EXERCISE INPUT ->
········

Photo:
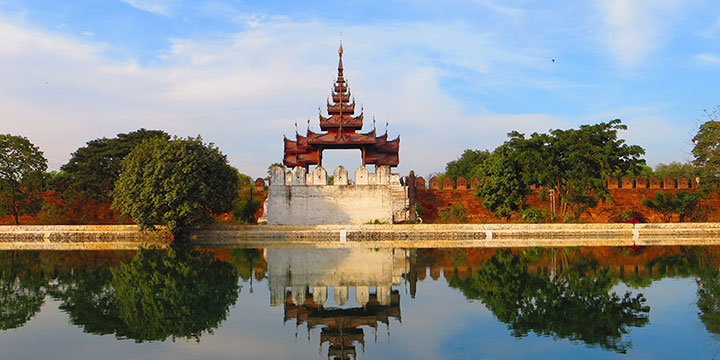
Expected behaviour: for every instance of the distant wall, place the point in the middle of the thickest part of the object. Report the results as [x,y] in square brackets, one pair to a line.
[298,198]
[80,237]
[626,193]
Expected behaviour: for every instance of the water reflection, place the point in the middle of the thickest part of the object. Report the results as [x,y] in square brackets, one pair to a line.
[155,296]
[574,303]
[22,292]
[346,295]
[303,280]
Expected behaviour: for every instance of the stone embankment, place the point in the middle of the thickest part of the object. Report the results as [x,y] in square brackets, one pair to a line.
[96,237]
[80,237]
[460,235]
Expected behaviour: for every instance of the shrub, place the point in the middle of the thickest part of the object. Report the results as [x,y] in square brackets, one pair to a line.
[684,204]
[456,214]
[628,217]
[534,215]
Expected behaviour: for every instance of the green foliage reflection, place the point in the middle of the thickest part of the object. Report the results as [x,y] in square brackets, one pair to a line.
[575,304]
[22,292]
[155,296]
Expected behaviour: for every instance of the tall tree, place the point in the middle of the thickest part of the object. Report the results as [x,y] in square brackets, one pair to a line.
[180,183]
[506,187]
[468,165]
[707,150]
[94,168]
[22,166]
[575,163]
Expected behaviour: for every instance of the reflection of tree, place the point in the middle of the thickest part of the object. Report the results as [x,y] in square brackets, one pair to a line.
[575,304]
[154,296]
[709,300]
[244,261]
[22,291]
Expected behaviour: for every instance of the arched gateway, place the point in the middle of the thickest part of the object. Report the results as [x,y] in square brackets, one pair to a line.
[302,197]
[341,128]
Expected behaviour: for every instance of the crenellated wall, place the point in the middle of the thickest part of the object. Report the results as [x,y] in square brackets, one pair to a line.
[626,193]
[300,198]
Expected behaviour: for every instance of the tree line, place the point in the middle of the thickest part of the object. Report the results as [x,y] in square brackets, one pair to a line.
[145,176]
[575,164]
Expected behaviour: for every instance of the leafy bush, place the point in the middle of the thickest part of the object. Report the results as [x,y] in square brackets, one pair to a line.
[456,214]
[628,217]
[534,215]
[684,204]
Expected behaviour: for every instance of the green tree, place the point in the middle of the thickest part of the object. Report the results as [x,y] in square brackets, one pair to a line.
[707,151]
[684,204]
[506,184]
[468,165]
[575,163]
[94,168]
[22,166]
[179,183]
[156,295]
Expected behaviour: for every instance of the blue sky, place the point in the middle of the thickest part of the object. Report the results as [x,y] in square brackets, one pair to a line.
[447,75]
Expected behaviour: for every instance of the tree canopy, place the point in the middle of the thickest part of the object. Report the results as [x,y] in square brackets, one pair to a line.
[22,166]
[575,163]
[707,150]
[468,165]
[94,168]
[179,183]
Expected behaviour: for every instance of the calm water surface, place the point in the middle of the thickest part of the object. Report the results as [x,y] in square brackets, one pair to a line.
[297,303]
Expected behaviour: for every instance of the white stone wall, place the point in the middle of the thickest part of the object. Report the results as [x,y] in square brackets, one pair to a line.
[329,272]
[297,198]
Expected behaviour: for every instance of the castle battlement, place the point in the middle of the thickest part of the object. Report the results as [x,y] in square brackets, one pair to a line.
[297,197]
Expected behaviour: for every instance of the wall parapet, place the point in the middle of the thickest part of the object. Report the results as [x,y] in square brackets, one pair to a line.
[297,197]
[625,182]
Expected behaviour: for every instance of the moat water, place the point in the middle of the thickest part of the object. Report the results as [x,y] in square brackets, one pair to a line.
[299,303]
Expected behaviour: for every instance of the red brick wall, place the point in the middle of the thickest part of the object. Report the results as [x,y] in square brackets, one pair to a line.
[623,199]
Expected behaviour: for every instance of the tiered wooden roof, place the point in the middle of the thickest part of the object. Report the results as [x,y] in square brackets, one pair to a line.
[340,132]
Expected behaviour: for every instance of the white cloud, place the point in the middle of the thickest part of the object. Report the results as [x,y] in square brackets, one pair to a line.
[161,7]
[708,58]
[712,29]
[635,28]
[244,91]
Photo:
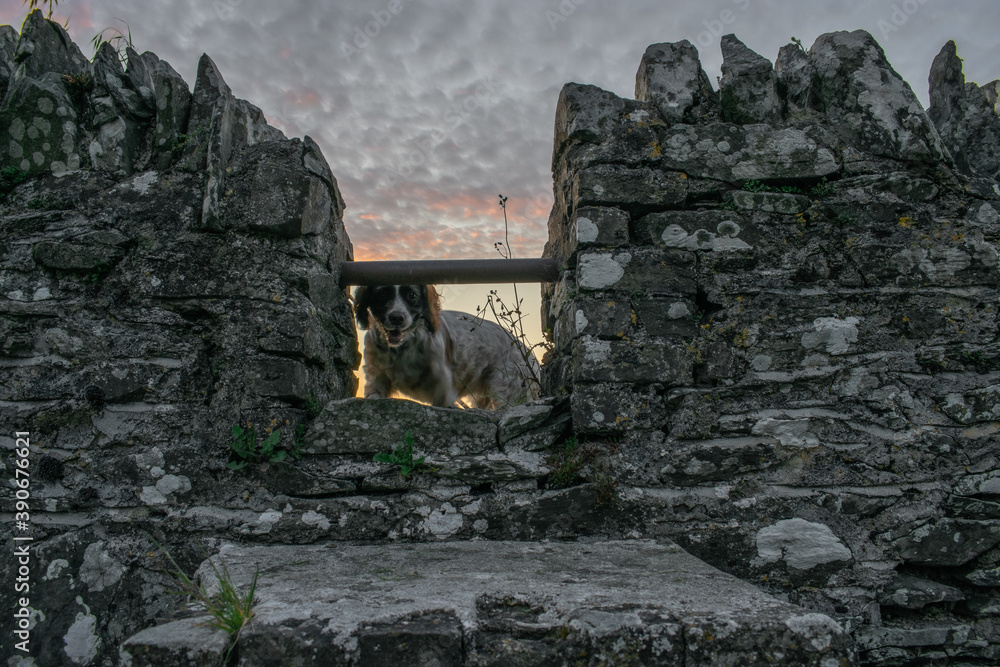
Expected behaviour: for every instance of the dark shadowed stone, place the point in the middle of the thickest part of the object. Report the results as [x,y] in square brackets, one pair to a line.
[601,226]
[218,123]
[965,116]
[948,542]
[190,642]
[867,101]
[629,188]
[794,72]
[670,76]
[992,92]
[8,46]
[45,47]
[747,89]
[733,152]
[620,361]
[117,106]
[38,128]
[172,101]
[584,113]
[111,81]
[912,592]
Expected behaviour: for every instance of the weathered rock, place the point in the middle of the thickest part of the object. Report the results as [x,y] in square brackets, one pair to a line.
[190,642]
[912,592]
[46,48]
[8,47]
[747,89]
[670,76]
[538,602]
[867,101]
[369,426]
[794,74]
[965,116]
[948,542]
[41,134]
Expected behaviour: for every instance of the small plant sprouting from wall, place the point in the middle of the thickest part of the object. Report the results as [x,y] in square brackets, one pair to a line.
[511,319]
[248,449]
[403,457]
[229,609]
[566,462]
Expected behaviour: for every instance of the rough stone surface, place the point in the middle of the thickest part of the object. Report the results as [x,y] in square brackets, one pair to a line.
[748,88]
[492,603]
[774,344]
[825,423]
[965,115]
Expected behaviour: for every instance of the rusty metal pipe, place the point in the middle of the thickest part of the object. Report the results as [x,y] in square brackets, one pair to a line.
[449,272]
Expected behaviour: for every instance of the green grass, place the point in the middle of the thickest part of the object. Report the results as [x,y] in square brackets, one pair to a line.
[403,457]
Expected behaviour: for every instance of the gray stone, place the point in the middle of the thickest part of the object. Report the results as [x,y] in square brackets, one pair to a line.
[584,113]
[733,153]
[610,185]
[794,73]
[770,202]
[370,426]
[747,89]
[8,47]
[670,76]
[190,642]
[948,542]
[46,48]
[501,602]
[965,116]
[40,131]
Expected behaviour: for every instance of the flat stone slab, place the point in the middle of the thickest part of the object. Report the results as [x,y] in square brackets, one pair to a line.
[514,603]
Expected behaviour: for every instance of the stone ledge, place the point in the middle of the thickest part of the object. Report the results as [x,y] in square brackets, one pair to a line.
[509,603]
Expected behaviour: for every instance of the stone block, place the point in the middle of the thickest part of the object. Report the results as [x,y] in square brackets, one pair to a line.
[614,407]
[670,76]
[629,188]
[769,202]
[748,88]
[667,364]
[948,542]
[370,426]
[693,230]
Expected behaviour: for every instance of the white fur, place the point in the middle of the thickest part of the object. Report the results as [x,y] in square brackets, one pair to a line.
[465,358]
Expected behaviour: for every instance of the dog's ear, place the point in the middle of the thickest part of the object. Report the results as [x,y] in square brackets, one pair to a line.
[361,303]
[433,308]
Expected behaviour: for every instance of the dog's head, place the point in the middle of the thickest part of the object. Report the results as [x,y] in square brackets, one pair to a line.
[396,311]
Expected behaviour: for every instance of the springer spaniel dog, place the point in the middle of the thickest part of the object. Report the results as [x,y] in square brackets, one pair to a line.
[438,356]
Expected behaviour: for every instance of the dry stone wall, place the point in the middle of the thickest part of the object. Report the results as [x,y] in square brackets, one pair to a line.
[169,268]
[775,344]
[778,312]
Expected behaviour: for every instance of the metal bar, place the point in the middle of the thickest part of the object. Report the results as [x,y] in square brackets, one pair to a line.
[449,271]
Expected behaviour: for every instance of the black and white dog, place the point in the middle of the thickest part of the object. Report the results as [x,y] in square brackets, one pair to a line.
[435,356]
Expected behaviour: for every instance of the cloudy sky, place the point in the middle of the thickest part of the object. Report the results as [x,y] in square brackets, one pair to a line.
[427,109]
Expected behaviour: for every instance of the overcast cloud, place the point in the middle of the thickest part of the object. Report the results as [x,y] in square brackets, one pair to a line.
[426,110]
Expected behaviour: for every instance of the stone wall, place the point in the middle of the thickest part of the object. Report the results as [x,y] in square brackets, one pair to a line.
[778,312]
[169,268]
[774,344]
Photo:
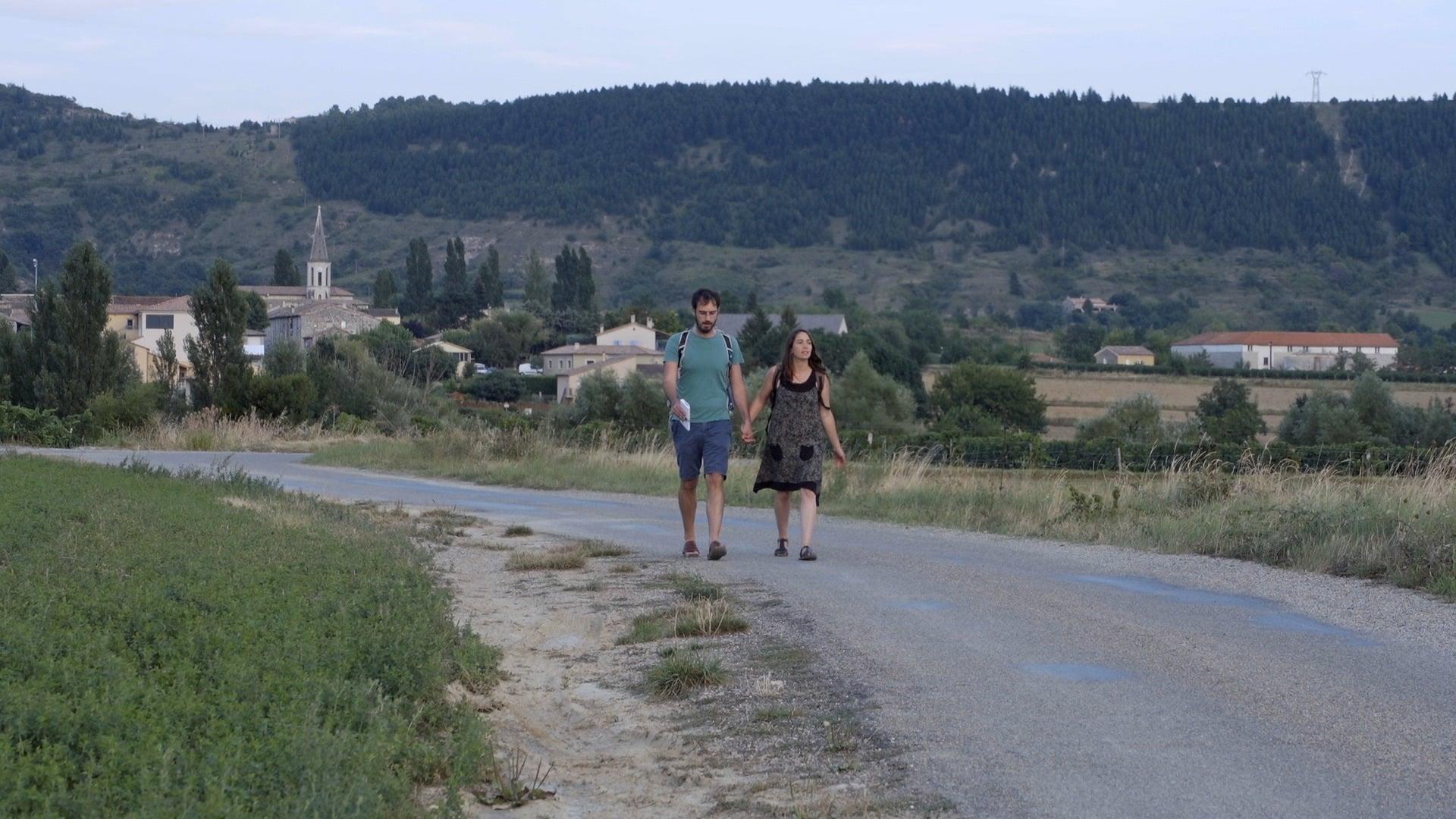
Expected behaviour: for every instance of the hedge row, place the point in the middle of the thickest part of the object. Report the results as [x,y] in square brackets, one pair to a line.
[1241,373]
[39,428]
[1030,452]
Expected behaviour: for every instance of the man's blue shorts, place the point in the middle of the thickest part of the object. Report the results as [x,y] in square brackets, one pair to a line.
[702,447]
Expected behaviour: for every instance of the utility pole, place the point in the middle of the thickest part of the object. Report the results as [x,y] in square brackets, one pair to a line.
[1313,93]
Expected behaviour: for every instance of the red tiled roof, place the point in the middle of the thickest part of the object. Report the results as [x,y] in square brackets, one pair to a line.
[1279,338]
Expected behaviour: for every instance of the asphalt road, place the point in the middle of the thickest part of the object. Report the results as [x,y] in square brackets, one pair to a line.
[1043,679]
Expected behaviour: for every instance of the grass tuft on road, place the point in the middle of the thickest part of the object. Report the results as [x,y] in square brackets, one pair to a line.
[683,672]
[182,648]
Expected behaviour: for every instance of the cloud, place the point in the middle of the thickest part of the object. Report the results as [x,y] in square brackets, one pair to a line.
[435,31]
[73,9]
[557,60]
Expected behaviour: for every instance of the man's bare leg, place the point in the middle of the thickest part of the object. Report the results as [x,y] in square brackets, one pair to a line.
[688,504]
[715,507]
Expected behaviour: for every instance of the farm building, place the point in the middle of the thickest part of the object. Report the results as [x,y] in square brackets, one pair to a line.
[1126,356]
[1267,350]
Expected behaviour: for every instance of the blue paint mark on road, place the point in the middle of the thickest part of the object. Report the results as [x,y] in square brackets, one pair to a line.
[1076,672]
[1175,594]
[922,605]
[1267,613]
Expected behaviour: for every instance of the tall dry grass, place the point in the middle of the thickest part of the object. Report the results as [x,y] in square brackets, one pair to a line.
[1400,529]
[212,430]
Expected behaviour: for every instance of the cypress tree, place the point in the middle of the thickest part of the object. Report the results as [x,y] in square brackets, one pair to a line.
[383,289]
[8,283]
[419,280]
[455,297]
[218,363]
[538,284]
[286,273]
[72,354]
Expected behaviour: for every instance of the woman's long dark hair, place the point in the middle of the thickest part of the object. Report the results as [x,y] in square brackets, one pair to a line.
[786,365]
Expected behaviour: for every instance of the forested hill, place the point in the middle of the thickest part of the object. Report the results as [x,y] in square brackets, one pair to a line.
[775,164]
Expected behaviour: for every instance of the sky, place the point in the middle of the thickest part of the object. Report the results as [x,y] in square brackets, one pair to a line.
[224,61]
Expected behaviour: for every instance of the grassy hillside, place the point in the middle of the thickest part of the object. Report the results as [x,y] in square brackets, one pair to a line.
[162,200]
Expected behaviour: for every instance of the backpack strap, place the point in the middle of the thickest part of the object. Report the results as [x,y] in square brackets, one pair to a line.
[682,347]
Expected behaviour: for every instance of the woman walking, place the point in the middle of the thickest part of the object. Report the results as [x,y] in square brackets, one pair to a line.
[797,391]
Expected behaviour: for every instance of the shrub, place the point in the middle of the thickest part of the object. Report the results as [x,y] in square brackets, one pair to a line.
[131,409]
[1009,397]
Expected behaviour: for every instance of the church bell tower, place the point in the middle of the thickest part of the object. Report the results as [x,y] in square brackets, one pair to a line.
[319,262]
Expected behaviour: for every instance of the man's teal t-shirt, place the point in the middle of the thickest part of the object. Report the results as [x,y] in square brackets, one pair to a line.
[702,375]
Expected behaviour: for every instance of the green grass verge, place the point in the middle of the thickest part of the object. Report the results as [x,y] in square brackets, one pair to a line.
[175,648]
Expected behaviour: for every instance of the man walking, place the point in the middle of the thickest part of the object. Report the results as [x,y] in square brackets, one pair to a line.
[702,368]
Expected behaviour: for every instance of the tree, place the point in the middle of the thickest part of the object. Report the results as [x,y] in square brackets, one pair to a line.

········

EXERCISE DESCRIPTION ->
Take the line that contains "Expected behaviour: for every instance of the backpack" and each line after it down to the last of the records, and retype them exactly; add nothing else.

TASK OUTPUT ->
Expected behaviour: for every instance of the backpack strap, place the point in the middle of the thickest part of the object. Report the results as [x,y] in square brackets, one pair to a line.
[682,347]
Expected behaviour: for every instance of the woman walking, place the point in the middle of the thickest part of the object. Report the results as [x,y] in square brackets, one pair to a line.
[797,391]
Expected behaviour: for every instance of the shrub, place the point in the middle of the thickest part of the object. Report the results as [x,y] in square brackets, one pair to a line.
[131,409]
[1009,397]
Expected behaviour: for every instance of the church bell tower, place the point in the middle of the thickest part of the object. Report the results as [x,y] in square brackets, one pair to a line.
[319,262]
Expected behaviour: for every instance of the man's teal t-shirt, place the point in the middle of the thickest part of the object. Report the results as [x,y] in square brackets, one pair to a line.
[702,375]
Expected behaviour: for every instance of the green grass verge, place the point in the middle of the thickest part of the object. Report the results as [x,y] in square brackets, one pair to a line.
[175,648]
Expected behaviour: for every instance of the man walking, place the point in the middle of the thickest part of the object. Report the results as [x,y] in square brackets, one pair to a line.
[702,368]
Expected behaviour: for every instance of the tree, place the point in the middle of the thickest part of the object. Report the results as [x,y] in square brackets, one pair to a line.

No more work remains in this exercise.